* **Stored data**:
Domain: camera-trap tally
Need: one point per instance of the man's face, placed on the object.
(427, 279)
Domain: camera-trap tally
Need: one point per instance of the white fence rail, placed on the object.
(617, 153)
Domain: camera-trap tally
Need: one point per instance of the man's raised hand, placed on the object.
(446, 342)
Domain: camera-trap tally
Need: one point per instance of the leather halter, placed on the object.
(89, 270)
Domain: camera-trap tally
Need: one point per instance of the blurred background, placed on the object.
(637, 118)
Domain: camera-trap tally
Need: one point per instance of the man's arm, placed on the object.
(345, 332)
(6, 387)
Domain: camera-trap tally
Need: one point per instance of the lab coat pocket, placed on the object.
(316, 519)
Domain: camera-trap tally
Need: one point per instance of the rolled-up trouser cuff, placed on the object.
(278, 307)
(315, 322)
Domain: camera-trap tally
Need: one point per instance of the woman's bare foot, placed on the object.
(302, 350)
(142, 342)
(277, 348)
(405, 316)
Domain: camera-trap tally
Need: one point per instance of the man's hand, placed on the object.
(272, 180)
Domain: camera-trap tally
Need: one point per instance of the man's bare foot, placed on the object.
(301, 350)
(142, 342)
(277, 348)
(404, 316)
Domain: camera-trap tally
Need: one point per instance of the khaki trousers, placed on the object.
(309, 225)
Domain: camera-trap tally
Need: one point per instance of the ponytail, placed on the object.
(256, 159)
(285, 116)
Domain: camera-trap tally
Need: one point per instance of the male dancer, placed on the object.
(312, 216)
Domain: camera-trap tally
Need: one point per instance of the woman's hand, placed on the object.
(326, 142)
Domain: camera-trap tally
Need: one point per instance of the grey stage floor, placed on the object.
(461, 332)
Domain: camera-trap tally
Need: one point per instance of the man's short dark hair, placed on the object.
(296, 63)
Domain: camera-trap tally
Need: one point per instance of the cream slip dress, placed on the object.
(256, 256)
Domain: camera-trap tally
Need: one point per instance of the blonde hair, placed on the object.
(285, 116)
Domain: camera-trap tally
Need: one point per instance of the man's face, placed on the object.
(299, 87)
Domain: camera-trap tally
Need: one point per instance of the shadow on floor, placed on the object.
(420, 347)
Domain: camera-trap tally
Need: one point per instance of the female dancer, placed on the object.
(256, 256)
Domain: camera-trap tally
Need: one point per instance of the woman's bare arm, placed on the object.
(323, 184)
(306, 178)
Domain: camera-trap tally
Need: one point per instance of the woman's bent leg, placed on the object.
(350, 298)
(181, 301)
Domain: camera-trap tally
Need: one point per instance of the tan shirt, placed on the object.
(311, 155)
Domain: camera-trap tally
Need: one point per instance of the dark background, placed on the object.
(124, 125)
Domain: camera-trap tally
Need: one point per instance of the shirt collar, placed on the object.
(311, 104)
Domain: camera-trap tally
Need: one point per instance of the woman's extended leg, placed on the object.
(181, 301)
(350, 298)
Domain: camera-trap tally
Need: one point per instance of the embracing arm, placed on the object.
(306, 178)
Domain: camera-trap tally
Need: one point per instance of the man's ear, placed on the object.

* **Exercise directions**: The entries are to be transcribed exactly, each line in full.

* **Answer to this task**:
Domain: camera-trap tally
Need: one point per instance of the man's face, placed on the object.
(427, 279)
Domain: camera-trap tally
Need: one point per instance of the white fence rail, placed on the object.
(617, 153)
Domain: camera-trap tally
Need: one point per instance of the man's raised hand, placed on the object.
(446, 342)
Domain: camera-trap tally
Need: one point per instance of the leather halter, placed on the object.
(89, 270)
Domain: camera-trap tally
Need: one point per instance of the blurred background, placed on the object.
(637, 118)
Domain: camera-trap tally
Need: one point per instance of the man's arm, placed on the object.
(345, 332)
(6, 387)
Domain: camera-trap tally
Need: one point per instance of the lab coat pocket, placed on the object.
(316, 519)
Domain: camera-trap tally
Need: one point per instance of the rolled-up trouser cuff, placed on the object.
(278, 307)
(315, 322)
Domain: camera-trap tally
Need: one point per instance of the woman's bare foot, placed on the object.
(302, 350)
(142, 342)
(277, 348)
(405, 316)
Domain: camera-trap tally
Need: one point per instance of the man's hand, placed on the object.
(272, 180)
Domain: camera-trap tally
Need: one point per instance of the man's bare foot, placed on the object.
(301, 350)
(142, 342)
(277, 348)
(404, 316)
Domain: camera-trap tally
Need: one point per instance of the khaki trousers, placed on the object.
(309, 225)
Domain: camera-trap tally
Need: one point per instance of the ponytail, placed on the object.
(256, 159)
(285, 116)
Domain: camera-trap tally
Need: one point per instance of the male dancer, placed on the object.
(312, 216)
Domain: camera-trap tally
Need: one point per instance of the woman's hand, placed on the object.
(326, 142)
Domain: camera-trap tally
Need: one point per instance of the grey stage floor, placed on the object.
(461, 332)
Domain: camera-trap tally
Need: one point per instance of the man's short dark hair, placed on the object.
(296, 63)
Domain: camera-trap tally
Need: one point per instance of the cream slip dress, placed on the object.
(256, 256)
Domain: camera-trap tally
Need: one point per instance of the blonde hair, placed on the object.
(285, 116)
Domain: camera-trap tally
Need: one point per instance of the man's face, placed on the object.
(299, 87)
Domain: camera-trap tally
Need: one point per instance of the shadow on floor, placed on the object.
(420, 347)
Domain: camera-trap tally
Need: one point per instance of the female dancer, placed on the object.
(256, 256)
Domain: camera-trap tally
Need: one point per instance of the woman's bare arm, placed on the object.
(323, 184)
(306, 178)
Domain: camera-trap tally
Need: one point per instance of the woman's bent leg, placed on the object.
(350, 298)
(181, 301)
Domain: camera-trap tally
Need: one point per instance of the tan shirt, placed on the object.
(311, 155)
Domain: camera-trap tally
Need: one point per instance of the dark background, placed on the object.
(124, 125)
Domain: camera-trap tally
Need: one point per instance of the shirt collar, placed on the object.
(311, 104)
Domain: camera-trap tally
Need: one point per instance of the woman's extended leg, placed on the object.
(181, 301)
(350, 298)
Domain: camera-trap tally
Need: one point per instance of the embracing arm, placed on the object.
(306, 178)
Domain: camera-trap tally
Need: one point per instance of the man's ear, placed on the object.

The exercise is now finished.